### Records for the task
[START]

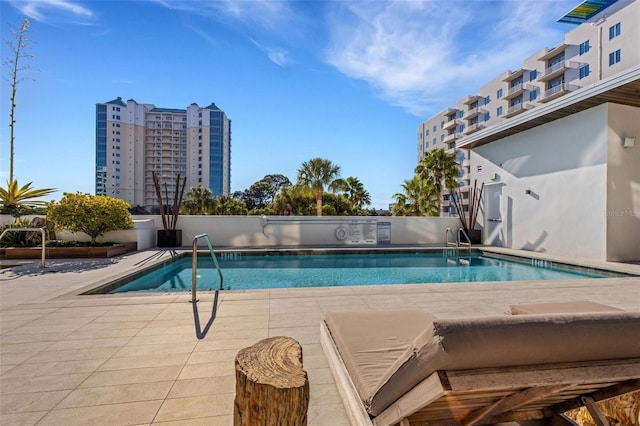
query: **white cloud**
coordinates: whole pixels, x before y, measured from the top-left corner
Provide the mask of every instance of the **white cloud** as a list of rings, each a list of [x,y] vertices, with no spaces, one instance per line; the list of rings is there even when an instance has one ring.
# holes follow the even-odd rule
[[[205,16],[215,19],[229,28],[243,34],[264,54],[270,61],[279,66],[292,63],[289,51],[276,46],[274,41],[256,41],[277,38],[282,35],[283,29],[290,29],[291,22],[298,15],[289,8],[289,3],[284,0],[253,1],[253,0],[217,0],[211,2],[197,2],[193,0],[151,0],[162,6]],[[214,40],[204,30],[190,26],[200,37],[214,44]]]
[[[451,92],[472,93],[536,50],[559,42],[563,33],[552,24],[568,3],[331,4],[326,61],[369,82],[389,102],[424,115],[432,106],[446,106],[443,100],[455,102]]]
[[[44,23],[58,20],[80,19],[78,23],[86,23],[93,18],[93,12],[69,0],[10,0],[11,4],[29,18]]]

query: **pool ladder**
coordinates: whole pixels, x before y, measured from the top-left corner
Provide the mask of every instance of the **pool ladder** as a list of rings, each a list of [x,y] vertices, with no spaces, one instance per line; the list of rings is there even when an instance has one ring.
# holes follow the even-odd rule
[[[453,241],[449,240],[449,236],[453,237]],[[463,236],[467,241],[462,241],[461,236]],[[471,239],[464,228],[458,228],[457,237],[451,228],[447,228],[444,234],[444,245],[447,247],[455,246],[456,250],[459,250],[460,246],[465,246],[469,251],[471,251]]]
[[[211,246],[211,241],[209,240],[209,236],[204,234],[198,234],[193,237],[193,248],[192,248],[192,260],[191,260],[191,303],[196,303],[198,299],[196,298],[196,281],[198,276],[198,240],[200,238],[204,238],[207,242],[207,246],[209,247],[209,254],[213,259],[214,265],[216,265],[216,269],[218,270],[218,275],[220,276],[220,290],[223,288],[224,278],[222,277],[222,271],[220,270],[220,265],[218,265],[218,259],[216,258],[216,253],[213,251],[213,247]]]

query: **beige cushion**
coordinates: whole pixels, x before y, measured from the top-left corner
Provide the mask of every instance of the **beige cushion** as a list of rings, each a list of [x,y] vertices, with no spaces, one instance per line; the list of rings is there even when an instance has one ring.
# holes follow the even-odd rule
[[[573,302],[552,302],[552,303],[527,303],[524,305],[510,305],[511,315],[520,314],[554,314],[570,312],[610,312],[622,311],[623,309],[601,303],[589,302],[588,300],[576,300]]]
[[[325,321],[354,386],[366,400],[435,318],[422,309],[391,309],[329,312]]]
[[[437,370],[640,357],[638,312],[433,319],[415,312],[402,318],[403,311],[396,311],[387,325],[384,316],[391,311],[378,318],[376,312],[327,314],[345,367],[373,416]],[[418,320],[422,332],[402,351]],[[394,324],[402,324],[403,332]]]

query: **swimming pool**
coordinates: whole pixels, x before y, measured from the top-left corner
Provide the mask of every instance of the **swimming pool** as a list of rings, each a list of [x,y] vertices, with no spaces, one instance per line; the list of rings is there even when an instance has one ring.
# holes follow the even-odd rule
[[[224,290],[384,284],[528,281],[603,278],[602,271],[578,270],[547,261],[508,260],[483,253],[409,252],[247,255],[223,253],[218,260]],[[101,293],[191,290],[191,257],[103,286]],[[198,260],[198,290],[218,290],[210,257]],[[95,292],[92,292],[95,294]]]

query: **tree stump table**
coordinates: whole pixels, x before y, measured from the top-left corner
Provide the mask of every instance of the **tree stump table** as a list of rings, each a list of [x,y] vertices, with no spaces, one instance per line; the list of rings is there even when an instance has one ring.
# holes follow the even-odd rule
[[[271,337],[241,349],[235,360],[235,426],[304,426],[309,380],[302,347],[291,337]]]

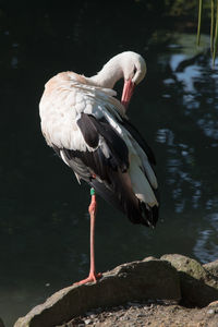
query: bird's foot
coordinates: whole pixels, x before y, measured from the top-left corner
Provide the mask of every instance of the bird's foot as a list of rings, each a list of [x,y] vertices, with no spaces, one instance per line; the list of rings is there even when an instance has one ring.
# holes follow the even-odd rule
[[[84,283],[87,283],[87,282],[96,282],[97,279],[101,278],[102,277],[102,274],[101,272],[89,272],[88,277],[83,279],[83,280],[80,280],[80,281],[76,281],[74,282],[73,284],[84,284]]]

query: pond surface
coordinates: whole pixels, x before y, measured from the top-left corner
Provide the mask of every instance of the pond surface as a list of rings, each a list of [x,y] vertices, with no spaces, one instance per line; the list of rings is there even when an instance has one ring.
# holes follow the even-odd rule
[[[77,184],[46,145],[38,102],[53,74],[64,70],[95,74],[126,48],[116,40],[110,52],[106,45],[96,53],[75,55],[83,49],[76,38],[82,23],[76,24],[74,34],[69,32],[62,39],[60,33],[53,43],[48,27],[51,41],[47,46],[37,33],[31,41],[25,32],[20,37],[10,26],[2,31],[0,316],[7,326],[88,272],[89,190]],[[71,38],[78,45],[74,53]],[[129,47],[147,62],[147,77],[135,92],[129,116],[157,157],[160,219],[155,230],[133,226],[99,198],[99,271],[166,253],[189,255],[201,263],[217,258],[218,63],[211,69],[205,51],[208,36],[202,36],[203,47],[197,49],[195,38],[195,34],[156,31],[143,44],[141,39]],[[50,52],[45,55],[43,48],[48,52],[48,47]]]

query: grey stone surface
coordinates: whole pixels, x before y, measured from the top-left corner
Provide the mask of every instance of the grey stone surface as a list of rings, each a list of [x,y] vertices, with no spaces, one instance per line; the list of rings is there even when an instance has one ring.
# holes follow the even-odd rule
[[[53,327],[92,308],[146,299],[180,301],[179,276],[168,262],[150,257],[124,264],[104,274],[97,283],[60,290],[20,318],[14,327]]]
[[[183,304],[203,307],[218,300],[217,278],[198,262],[180,254],[167,254],[161,259],[171,263],[180,275]]]

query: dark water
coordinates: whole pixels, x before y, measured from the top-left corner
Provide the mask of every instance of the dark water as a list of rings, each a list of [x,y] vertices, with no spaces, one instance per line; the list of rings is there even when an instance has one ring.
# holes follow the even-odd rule
[[[133,226],[99,199],[97,269],[165,253],[217,258],[218,62],[211,69],[208,36],[196,49],[195,34],[141,23],[140,34],[129,29],[121,38],[117,21],[108,29],[98,20],[85,34],[84,12],[61,24],[58,12],[2,15],[0,316],[7,326],[88,272],[89,190],[45,144],[44,84],[64,70],[92,75],[126,49],[147,61],[129,116],[156,153],[160,220],[155,230]]]

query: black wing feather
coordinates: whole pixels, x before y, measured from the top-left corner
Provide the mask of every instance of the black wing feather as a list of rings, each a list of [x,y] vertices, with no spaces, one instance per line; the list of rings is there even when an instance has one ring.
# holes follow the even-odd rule
[[[137,130],[128,120],[123,120],[122,123],[145,150],[150,162],[155,164],[152,149]],[[104,118],[97,120],[90,114],[82,113],[77,125],[86,144],[93,150],[59,149],[53,145],[57,154],[64,156],[68,165],[81,179],[89,183],[112,206],[124,213],[133,223],[155,226],[158,208],[156,206],[148,208],[135,196],[132,187],[129,187],[129,177],[125,173],[129,168],[129,150],[125,142]],[[100,137],[108,146],[108,157],[99,146]]]

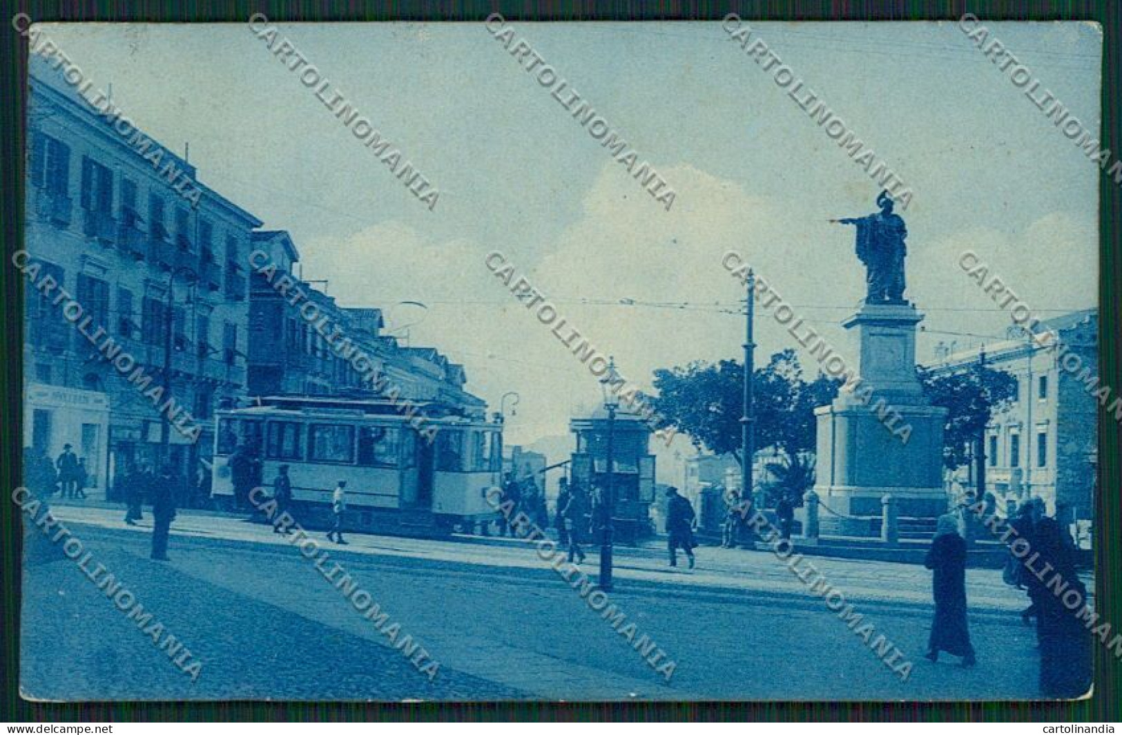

[END]

Copy all of the lines above word for word, leaving out the pictures.

### Response
query: **white cloud**
coordinates: whole pixels, x before y, measured from the top-left corner
Provide the mask of every instance of the **white cloud** as a list of rings, each a list of [x,y] vertices, with no spaces, one instance per line; the list of rings is there even when an instance has one ring.
# holes follow the even-odd rule
[[[205,16],[215,19],[229,28],[243,34],[264,54],[270,61],[279,66],[292,63],[289,51],[276,46],[274,41],[256,41],[277,38],[282,35],[283,29],[290,29],[291,22],[298,15],[289,8],[289,3],[284,0],[253,1],[253,0],[217,0],[211,2],[197,2],[193,0],[151,0],[162,6]],[[214,40],[204,30],[190,26],[200,37],[214,44]]]
[[[451,92],[472,93],[536,50],[559,42],[563,33],[552,24],[568,3],[331,4],[326,61],[369,82],[389,102],[424,115],[432,106],[446,106],[443,100],[455,102]]]
[[[44,23],[58,20],[80,19],[78,23],[86,23],[93,18],[93,12],[69,0],[10,0],[11,4],[29,18]]]

query: **pool ladder**
coordinates: whole pixels, x before y, measured from the top-left corner
Provide the mask of every instance of the **pool ladder** as a list of rings, each a list of [x,y] vertices, with no spaces, one instance per line; the list of rings is there even when an instance has one ring.
# holes follow the even-odd rule
[[[453,241],[449,240],[449,236],[453,237]],[[463,236],[467,241],[462,241],[461,236]],[[471,239],[464,228],[458,228],[457,237],[451,228],[447,228],[444,234],[444,245],[447,247],[455,246],[456,250],[459,250],[460,246],[465,246],[469,251],[471,251]]]
[[[211,246],[211,241],[209,240],[209,236],[204,234],[198,234],[193,237],[193,248],[192,248],[192,260],[191,260],[191,303],[196,303],[198,299],[196,298],[196,281],[198,276],[198,240],[200,238],[204,238],[207,242],[207,246],[209,247],[209,254],[213,259],[214,265],[216,265],[216,269],[218,270],[218,275],[220,276],[220,290],[223,288],[224,278],[222,277],[222,271],[220,270],[220,265],[218,265],[218,259],[216,258],[216,253],[213,251],[213,247]]]

query: **beige cushion**
coordinates: whole pixels, x before y, measured from the top-left corner
Provide the mask of every instance of the **beige cushion** as a list of rings, each a list of [x,y] vertices, with no spaces, one instance per line; the list of rings is there even when an instance has one ring.
# holes follow the even-odd rule
[[[573,302],[552,302],[552,303],[527,303],[524,305],[510,305],[511,315],[520,314],[554,314],[570,312],[610,312],[622,311],[623,309],[601,303],[589,302],[588,300],[576,300]]]
[[[325,321],[354,386],[366,400],[435,318],[422,309],[391,309],[329,312]]]
[[[437,370],[640,357],[638,312],[433,319],[415,312],[402,318],[403,311],[396,311],[387,325],[384,316],[391,311],[378,318],[376,312],[327,314],[345,367],[373,416]],[[418,320],[422,332],[402,351]],[[394,324],[402,324],[403,332]]]

query: **swimming pool**
coordinates: whole pixels, x before y, measured from the top-left corner
Provide the mask of every instance of the **swimming pool** as a list of rings, each a list of [x,y] vertices, with no spaces, one instance per line; the list of rings is there even when an instance has one ring.
# holes follow the even-odd rule
[[[224,290],[384,284],[528,281],[603,278],[602,271],[578,270],[547,261],[508,260],[483,253],[409,252],[247,255],[223,253],[218,260]],[[101,293],[191,290],[191,257],[103,286]],[[198,260],[198,290],[218,290],[210,257]],[[95,292],[92,292],[95,294]]]

query: **tree stump table**
coordinates: whole pixels, x before y, measured from the top-left corner
Provide the mask of every instance of the **tree stump table** as a list of rings, each a list of [x,y] vertices, with no spaces, one instance per line; the list of rings is there even when an instance has one ring.
# holes follow the even-odd rule
[[[271,337],[241,349],[235,360],[235,426],[304,426],[309,380],[302,347],[291,337]]]

query: bird's foot
coordinates: whole pixels, x before y, measured from the top-left corner
Provide the mask of every instance of the bird's foot as a list of rings, each a list of [x,y] vertices, with no spaces, one instance per line; the list of rings is there even when an instance has one ring.
# holes follow the even-odd rule
[[[84,283],[87,283],[87,282],[96,282],[97,279],[101,278],[102,277],[102,274],[101,272],[89,272],[88,277],[83,279],[83,280],[80,280],[80,281],[76,281],[74,282],[73,284],[84,284]]]

query: pond surface
coordinates: whole pixels, x before y, measured from the top-left corner
Provide the mask of every instance of the pond surface as a list of rings, each a list of [x,y] vertices, with no spaces, one instance per line; the list of rings is there even when an instance has one ring.
# holes follow the even-odd rule
[[[77,184],[46,145],[38,102],[53,74],[64,70],[95,74],[126,48],[116,40],[110,52],[106,45],[96,53],[75,55],[83,49],[76,38],[82,23],[76,24],[74,34],[69,32],[62,39],[60,33],[53,43],[48,27],[51,41],[47,46],[37,33],[31,41],[25,32],[20,37],[10,26],[2,31],[0,316],[7,326],[88,272],[89,190]],[[71,38],[78,45],[74,53]],[[129,47],[147,62],[147,77],[135,92],[129,116],[157,157],[160,219],[155,230],[133,226],[99,198],[99,271],[166,253],[189,255],[201,263],[217,258],[218,63],[211,69],[205,51],[208,36],[202,36],[203,47],[197,49],[195,38],[195,34],[156,31],[143,44],[141,39]],[[50,52],[45,55],[43,48],[48,52],[48,47]]]

query: grey stone surface
coordinates: whole pixels, x before y, measured from the top-left corner
Provide the mask of every instance of the grey stone surface as a list of rings, each a list of [x,y] vertices, with no spaces, one instance per line; the list of rings is there even when an instance has one ring.
# holes follow the even-odd rule
[[[53,327],[92,308],[146,299],[180,301],[179,276],[168,262],[150,257],[124,264],[104,274],[97,283],[60,290],[20,318],[14,327]]]
[[[183,304],[203,307],[218,300],[217,278],[198,262],[180,254],[167,254],[161,259],[171,263],[180,275]]]

query: dark water
coordinates: whole pixels, x before y, measured from the top-left corner
Provide the mask of every instance of the dark water as a list of rings, each a list of [x,y] vertices, with no spaces, one instance per line; the list of rings is there even when an instance has one ring.
# holes follow the even-odd rule
[[[133,226],[99,199],[97,269],[165,253],[217,258],[218,62],[211,69],[208,36],[196,49],[195,34],[141,23],[140,34],[129,29],[121,38],[117,21],[108,29],[98,20],[85,34],[84,12],[61,24],[58,12],[2,15],[0,316],[7,326],[88,272],[89,190],[45,144],[44,84],[64,70],[92,75],[126,49],[147,61],[129,116],[156,153],[160,220],[155,230]]]

query: black wing feather
coordinates: whole pixels, x before y, measured from the top-left corner
Provide the mask of every instance of the black wing feather as a list of rings, each a list of [x,y] vertices, with no spaces, one instance per line; the list of rings is there even when an instance has one ring.
# holes follow the even-odd rule
[[[137,130],[128,120],[123,120],[122,123],[145,150],[150,162],[155,164],[152,149]],[[104,118],[97,120],[90,114],[82,113],[77,125],[86,144],[93,150],[59,149],[53,145],[57,154],[64,156],[68,165],[81,179],[89,183],[112,206],[124,213],[133,223],[155,226],[158,208],[156,206],[148,208],[135,196],[132,187],[129,187],[129,177],[125,173],[129,168],[129,150],[125,142]],[[100,137],[108,146],[108,157],[99,146]]]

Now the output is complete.